[EXERCISE OBJECTIVE]: Sum up the passage below on MANRS prefix registration in two sentences.

-- start EXTRACT TO READ --

We downloaded BGP prefixes and their IRR/RPKI status from the Internet Health Report (IHR) maintained by IIJ Research Labs. We found that in November 2022, 893 (95.9%) of all 931 MANRS ASes conformed to MANRS Action #4 (prefix registration). Figure 2 shows that in November 2022, 3.7% of the address space originated by MANRS ASes was contained in prefixes that either were not registered or were incorrectly registered in IRR or RPKI. We also conducted case studies of non-conformant MANRS CDN members  and found that one large CDN was not conformant because one of their 7000+ prefixes was RPKI-invalid. Please refer to section 8.4 of the paper for more details. 

 

(a)

 

(b)

Figure 2 – Most ASes participating in MANRS conformed with Action #4, and correspondingly, most of the address space those ASes originated into BGP was IRR or RPKI valid, i.e., had records that matched observed BGP announcements.

-- end EXTRACT TO READ --
-- start EXTRACTED ENTRIES --

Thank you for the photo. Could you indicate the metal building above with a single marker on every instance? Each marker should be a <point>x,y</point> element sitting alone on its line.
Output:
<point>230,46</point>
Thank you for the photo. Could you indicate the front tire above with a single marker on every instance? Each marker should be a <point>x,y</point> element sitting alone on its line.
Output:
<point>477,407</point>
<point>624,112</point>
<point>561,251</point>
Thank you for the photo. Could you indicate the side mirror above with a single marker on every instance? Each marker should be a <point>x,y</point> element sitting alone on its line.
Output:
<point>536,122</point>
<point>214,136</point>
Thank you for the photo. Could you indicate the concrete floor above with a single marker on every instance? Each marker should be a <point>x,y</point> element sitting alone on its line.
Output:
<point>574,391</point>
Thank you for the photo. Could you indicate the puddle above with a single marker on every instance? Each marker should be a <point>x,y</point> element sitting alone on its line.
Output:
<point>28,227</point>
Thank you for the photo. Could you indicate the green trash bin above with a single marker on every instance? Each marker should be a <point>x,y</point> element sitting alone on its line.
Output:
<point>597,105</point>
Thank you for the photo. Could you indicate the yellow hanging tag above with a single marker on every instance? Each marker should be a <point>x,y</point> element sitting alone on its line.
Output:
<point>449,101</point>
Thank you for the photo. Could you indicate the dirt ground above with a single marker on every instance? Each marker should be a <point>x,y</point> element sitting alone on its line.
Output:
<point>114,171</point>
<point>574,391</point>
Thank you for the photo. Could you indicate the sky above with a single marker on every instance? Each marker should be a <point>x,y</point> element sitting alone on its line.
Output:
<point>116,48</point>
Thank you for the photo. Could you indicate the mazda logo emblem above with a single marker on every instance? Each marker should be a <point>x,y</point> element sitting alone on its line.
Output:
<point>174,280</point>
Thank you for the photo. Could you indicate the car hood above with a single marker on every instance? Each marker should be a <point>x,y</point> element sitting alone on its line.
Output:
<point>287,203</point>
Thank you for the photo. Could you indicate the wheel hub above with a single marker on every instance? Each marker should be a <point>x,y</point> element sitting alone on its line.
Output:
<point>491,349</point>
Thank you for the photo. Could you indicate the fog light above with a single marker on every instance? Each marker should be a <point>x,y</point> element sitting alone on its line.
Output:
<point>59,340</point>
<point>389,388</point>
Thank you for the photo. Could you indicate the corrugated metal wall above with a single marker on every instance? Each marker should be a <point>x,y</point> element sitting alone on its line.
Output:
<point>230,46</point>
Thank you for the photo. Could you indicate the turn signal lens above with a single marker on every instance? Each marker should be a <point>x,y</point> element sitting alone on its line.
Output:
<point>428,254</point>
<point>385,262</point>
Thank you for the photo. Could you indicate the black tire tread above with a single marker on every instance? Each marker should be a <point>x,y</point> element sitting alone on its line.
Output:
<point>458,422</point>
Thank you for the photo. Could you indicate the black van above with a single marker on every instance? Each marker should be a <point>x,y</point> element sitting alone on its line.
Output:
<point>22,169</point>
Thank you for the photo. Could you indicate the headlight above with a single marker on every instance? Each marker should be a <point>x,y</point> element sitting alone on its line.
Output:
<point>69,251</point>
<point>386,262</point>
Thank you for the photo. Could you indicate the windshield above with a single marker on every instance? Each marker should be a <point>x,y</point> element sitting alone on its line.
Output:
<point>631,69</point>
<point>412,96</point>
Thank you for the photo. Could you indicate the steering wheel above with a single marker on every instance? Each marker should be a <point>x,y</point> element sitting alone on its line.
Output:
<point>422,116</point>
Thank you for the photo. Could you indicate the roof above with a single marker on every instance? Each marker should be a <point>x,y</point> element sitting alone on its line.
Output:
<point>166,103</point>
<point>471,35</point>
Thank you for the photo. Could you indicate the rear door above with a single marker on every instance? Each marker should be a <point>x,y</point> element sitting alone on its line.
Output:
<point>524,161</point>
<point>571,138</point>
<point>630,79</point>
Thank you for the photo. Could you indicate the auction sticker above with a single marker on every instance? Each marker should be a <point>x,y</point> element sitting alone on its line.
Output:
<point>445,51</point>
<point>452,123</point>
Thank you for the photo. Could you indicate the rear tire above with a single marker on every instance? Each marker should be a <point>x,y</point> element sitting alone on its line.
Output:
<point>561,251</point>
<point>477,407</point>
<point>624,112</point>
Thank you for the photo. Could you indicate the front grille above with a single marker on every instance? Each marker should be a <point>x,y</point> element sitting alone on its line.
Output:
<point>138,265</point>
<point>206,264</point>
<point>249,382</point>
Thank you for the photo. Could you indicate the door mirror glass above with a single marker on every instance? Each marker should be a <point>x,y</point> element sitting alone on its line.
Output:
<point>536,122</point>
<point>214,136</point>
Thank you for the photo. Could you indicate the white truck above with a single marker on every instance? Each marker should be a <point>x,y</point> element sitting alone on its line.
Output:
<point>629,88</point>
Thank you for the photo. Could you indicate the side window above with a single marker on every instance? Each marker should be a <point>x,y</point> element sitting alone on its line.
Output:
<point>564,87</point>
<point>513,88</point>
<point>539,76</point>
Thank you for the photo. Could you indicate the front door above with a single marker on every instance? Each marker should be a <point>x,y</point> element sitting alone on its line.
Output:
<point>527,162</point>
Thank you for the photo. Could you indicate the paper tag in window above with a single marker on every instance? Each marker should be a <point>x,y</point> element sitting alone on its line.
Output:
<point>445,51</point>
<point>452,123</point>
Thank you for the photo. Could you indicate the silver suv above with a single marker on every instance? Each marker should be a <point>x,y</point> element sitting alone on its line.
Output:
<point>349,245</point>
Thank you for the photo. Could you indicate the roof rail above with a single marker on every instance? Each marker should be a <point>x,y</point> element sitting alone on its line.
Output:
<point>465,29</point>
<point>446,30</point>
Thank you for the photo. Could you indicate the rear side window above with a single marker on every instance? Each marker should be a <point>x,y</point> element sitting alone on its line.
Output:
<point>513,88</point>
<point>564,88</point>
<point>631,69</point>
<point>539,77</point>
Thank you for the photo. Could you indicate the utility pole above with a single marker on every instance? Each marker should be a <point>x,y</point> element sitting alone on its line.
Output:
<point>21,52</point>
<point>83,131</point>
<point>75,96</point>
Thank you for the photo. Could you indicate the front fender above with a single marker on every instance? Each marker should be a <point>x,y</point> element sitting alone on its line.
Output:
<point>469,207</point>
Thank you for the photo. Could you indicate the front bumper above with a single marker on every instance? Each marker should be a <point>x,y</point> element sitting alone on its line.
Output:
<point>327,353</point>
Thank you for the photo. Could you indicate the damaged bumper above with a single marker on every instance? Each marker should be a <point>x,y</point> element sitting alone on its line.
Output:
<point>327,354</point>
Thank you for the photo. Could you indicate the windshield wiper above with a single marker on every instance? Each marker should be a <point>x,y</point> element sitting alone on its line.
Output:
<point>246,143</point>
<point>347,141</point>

-- end EXTRACTED ENTRIES --

[PROBLEM SOLUTION]: Using BGP prefix data and IRR/RPKI status from the Internet Health Report, the study found that in November 2022, 893 of all 931 MANRS ASes (95.9%) conformed to MANRS Action #4 (prefix registration). Only 3.7% of the address space those ASes originated sat in prefixes that were unregistered or incorrectly registered in IRR or RPKI, and one large CDN failed to conform because one of its 7000+ prefixes was RPKI-invalid.